> _TEXT SEGMENT_

________________

The Ward School, at 66 Columbia St. in Ward, Colorado, is a historic school building later used as the town hall, public library, and post office of Ward Township, and also has been known as Ward Townhall and Post Office. It was built in 1898 and was listed on the National Register of Historic Places as "Ward School" in 1989.

It had "one of the most unusual civic uses" of schools in Colorado", having been draped with wet blankets and serving as a fire break line protecting houses above it during Ward's fire of 1900 which consumed the lower part of the town.

The first school in Ward was built in 1863.

This school is a "substantial" one-story building, and was one of the larger schoolhouses in western Boulder County in its era.

It was built after mining had declined, in the same year as the arrival of the railroad in Ward. "The Ward School has been an important symbol of the community throughout its history. Its original construction was an expression of hope for the prosperity of the community in the coming years of the 20th century and it represented the aspirations that the residents had for Ward's future."

It is one of Ward's oldest buildings, having survived the fire in 1900 which destroyed 53 buildings in Ward and otherwise having outlived the other survivors.

It was listed on the National Register as a resource identified in a study, the "Metal Mining and Tourist Era Resources of Boulder County MPS".

________________

> _LISTED ENTRIES_
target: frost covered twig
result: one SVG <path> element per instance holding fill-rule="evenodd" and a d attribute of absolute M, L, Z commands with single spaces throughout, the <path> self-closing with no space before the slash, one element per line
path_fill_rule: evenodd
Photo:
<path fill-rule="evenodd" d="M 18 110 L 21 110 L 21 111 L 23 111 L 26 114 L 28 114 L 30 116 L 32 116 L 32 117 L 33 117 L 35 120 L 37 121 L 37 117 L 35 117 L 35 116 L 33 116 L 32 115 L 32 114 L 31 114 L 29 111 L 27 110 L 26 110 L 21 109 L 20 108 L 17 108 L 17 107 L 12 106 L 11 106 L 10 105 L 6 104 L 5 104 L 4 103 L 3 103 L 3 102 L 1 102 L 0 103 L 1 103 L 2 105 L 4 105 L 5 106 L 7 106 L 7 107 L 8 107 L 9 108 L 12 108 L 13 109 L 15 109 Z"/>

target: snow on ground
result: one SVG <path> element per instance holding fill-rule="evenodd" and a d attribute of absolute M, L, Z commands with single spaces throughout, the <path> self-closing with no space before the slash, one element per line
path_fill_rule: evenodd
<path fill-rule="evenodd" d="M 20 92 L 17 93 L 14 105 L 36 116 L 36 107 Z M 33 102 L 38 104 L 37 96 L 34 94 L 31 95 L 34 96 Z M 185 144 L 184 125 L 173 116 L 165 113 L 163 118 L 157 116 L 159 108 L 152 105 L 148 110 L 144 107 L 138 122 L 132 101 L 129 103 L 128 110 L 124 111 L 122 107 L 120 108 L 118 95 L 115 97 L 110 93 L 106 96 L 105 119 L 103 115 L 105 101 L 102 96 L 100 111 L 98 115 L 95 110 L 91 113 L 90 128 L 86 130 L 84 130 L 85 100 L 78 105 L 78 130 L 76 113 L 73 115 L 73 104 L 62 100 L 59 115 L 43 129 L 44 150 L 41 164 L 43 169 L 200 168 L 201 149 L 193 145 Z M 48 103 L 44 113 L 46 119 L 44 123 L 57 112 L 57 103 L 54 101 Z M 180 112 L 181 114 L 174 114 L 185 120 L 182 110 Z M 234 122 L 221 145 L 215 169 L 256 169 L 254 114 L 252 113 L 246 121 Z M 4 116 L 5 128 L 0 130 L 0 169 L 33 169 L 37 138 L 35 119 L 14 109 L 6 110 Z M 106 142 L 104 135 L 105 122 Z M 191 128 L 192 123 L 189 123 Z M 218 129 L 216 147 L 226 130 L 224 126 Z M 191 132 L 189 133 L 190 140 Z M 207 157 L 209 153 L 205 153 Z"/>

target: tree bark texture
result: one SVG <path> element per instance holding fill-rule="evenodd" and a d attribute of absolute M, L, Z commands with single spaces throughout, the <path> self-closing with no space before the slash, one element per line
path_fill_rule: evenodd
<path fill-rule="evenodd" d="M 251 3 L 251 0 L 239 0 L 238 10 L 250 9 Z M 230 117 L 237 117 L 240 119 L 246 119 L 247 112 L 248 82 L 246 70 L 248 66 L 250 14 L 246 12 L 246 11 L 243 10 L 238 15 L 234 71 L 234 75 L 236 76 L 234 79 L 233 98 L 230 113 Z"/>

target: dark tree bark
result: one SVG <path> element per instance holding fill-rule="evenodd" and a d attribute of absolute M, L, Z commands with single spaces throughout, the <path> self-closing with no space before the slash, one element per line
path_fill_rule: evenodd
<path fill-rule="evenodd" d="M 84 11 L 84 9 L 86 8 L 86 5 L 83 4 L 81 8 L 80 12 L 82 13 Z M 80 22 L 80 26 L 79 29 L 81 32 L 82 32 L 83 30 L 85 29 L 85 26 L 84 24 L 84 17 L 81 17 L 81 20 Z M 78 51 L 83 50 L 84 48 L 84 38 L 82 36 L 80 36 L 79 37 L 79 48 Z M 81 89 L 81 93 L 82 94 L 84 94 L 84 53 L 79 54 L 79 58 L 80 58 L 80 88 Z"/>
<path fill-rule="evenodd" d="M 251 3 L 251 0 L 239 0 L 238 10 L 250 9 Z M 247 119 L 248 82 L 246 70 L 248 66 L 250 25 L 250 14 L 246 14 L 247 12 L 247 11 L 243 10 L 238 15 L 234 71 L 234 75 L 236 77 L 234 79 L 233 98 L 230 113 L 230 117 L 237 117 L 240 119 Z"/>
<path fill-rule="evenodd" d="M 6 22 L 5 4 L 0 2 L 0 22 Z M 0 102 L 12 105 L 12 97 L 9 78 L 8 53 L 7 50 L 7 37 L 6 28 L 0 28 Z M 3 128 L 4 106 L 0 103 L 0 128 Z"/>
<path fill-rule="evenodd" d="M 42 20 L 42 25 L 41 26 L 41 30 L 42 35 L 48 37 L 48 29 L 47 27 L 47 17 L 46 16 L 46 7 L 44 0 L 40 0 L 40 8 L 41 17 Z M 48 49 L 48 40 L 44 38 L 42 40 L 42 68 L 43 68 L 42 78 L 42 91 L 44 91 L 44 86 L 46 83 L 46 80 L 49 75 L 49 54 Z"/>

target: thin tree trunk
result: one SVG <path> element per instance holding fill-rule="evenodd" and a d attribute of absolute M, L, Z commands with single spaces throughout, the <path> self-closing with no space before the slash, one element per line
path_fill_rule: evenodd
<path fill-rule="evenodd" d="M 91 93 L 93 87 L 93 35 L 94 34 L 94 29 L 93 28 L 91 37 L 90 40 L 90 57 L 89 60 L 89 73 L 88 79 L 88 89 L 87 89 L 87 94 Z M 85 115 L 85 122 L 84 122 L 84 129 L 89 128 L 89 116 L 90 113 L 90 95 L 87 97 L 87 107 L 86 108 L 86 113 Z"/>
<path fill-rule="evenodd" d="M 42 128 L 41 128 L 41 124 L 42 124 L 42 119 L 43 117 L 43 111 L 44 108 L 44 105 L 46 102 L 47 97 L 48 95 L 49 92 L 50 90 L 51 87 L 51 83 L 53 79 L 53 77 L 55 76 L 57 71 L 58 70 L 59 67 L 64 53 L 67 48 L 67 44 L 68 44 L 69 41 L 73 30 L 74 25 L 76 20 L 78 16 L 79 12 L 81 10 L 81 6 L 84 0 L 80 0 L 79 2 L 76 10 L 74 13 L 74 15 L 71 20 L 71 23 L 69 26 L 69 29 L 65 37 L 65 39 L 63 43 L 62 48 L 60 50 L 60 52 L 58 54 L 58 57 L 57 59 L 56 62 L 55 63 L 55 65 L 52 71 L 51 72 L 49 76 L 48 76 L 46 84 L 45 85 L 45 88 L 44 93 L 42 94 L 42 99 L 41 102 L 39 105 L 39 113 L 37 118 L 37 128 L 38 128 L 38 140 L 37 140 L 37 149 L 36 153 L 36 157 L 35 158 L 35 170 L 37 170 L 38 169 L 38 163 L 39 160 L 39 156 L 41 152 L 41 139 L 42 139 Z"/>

________________

> _STATED TASK_
Could you resume the text about the Ward School and continue writing from its final sentence?

> _RESPONSE TO THIS TASK_
It was deemed consistent with the standards set up by that study for what it termed "Vernacular Community Institutional Buildings":The design, materials and workmanship of the Ward School are typical of the distinguishing features of the Vernacular Community Institutional Building property types that were constructed in Boulder County's metal mining communities during the late 1800s. Its intact appearance and setting make it an excellent
example of this historic building tradition of Colorado. The Ward School is one of the property types that meets the registration requirements of the Metal Mining and Tourist Era Resources of Boulder County Multiple Property nomination.

It was also named as consistent with the standards for historic listing set by the study "Rural School Buildings in Colorado MPS", but had already been listed.

The Ward School meets criteria A and C for its historic and architectural significance. Its historic importance is derived from school's function as an institution in the town of Ward, the center of one of the most productive mining districts in Boulder County. Architecturally, the building is important as a Vernacular Community Institutional Building, a property type that was typical of Boulder County metal mining communities of the late 19th and early 20th centuries.

The Ward post office, then 148 years old (though having moved buildings) was proposed to be closed in 2011.

It is one of 53 schoolhouses identified and photographed by History Colorado as historic rural schools around Colorado worthy of preservation.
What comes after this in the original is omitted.